Take the records below from their first line to the line with "Return the mask for every instance of the bush.", and restate those lines word for word.
** Opening MATERIALS PROVIDED block **
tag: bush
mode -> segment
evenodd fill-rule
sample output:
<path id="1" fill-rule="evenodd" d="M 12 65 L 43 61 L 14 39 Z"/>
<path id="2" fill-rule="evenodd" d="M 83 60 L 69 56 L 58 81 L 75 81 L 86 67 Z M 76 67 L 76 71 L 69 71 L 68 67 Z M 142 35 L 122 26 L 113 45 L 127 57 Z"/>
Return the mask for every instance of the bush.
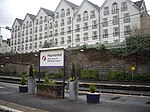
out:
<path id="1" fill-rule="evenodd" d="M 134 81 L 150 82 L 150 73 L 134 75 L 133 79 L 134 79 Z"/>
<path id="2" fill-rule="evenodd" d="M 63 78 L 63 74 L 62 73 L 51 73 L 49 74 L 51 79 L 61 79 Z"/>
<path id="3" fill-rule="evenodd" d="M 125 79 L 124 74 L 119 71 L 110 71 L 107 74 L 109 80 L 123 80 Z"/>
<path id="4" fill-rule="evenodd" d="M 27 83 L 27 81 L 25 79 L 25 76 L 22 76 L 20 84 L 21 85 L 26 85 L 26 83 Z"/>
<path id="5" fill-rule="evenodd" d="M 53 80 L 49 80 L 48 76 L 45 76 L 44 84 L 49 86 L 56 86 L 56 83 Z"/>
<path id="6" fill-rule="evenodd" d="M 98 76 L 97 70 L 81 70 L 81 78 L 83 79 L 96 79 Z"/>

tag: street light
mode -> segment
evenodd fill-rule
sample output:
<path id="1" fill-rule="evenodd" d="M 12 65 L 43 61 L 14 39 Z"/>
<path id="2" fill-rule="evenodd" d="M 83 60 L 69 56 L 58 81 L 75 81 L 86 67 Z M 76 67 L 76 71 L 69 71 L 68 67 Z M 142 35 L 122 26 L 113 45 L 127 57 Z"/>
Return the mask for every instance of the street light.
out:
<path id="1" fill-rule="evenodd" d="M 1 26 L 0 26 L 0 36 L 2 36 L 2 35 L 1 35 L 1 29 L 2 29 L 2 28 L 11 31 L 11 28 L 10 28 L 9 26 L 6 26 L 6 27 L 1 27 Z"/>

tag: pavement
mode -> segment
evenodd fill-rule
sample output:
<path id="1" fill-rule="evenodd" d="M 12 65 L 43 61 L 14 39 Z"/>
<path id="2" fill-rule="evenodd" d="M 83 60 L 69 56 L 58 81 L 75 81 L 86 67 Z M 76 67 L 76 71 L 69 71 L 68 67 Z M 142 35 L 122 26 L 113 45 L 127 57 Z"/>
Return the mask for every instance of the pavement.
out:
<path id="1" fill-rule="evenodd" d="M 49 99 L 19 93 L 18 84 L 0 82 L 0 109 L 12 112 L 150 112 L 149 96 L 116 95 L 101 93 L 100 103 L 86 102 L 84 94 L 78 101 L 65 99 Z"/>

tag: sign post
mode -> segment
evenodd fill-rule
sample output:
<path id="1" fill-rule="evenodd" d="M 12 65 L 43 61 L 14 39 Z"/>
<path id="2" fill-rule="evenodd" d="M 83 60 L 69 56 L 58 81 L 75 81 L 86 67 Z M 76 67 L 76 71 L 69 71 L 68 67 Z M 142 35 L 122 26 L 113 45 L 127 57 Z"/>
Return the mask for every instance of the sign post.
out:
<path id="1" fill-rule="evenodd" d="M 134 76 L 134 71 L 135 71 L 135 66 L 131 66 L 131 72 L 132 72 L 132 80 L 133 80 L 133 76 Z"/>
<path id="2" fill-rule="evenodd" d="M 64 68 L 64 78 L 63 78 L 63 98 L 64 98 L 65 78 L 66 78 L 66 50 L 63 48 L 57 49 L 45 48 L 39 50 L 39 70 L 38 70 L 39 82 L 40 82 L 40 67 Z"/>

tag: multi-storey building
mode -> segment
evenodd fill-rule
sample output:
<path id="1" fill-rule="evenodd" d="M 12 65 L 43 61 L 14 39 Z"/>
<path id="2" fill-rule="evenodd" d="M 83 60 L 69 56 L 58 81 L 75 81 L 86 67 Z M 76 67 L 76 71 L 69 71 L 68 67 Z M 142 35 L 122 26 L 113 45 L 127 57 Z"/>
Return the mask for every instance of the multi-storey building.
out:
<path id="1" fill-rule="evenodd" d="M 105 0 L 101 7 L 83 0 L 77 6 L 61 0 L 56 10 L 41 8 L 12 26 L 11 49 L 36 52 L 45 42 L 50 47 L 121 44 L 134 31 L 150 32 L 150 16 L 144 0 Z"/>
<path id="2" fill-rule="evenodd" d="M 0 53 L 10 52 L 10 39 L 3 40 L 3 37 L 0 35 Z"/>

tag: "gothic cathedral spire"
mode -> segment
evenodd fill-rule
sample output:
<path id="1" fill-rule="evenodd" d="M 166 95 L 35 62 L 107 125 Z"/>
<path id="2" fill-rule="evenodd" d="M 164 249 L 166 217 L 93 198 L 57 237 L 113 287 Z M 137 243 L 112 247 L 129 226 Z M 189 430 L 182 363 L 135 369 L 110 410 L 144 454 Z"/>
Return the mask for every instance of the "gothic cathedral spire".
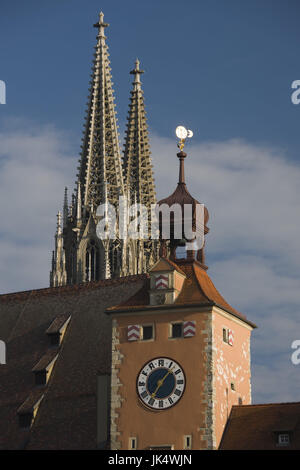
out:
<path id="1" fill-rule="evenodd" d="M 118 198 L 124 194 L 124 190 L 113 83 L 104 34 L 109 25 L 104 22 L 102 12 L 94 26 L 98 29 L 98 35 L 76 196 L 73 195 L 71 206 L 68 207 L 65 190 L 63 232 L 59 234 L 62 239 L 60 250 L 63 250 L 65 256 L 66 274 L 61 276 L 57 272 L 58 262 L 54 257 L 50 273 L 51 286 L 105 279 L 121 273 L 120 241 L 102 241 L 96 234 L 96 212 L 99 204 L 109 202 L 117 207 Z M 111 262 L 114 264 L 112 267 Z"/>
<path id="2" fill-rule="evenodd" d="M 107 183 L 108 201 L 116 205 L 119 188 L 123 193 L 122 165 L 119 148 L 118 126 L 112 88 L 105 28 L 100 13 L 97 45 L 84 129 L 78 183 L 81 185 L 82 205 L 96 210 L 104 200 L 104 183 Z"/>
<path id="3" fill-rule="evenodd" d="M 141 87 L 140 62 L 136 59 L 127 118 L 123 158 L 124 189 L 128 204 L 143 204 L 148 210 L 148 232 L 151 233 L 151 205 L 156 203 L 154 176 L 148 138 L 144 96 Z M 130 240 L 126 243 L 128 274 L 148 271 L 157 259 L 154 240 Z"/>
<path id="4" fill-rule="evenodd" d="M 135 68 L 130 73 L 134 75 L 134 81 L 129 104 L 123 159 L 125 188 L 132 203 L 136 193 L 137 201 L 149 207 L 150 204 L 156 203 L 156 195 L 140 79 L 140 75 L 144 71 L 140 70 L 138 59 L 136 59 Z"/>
** Closing MATERIALS PROVIDED block **
## ANSWER TO THE PROBLEM
tag: bush
mode -> segment
evenodd fill-rule
sample output:
<path id="1" fill-rule="evenodd" d="M 12 65 L 43 61 L 14 39 Z"/>
<path id="2" fill-rule="evenodd" d="M 83 60 L 69 56 L 58 81 L 75 81 L 86 67 Z M 76 67 L 76 71 L 69 71 L 68 67 Z M 142 35 L 122 26 L 113 45 L 127 57 Z"/>
Return the mask for every instance of the bush.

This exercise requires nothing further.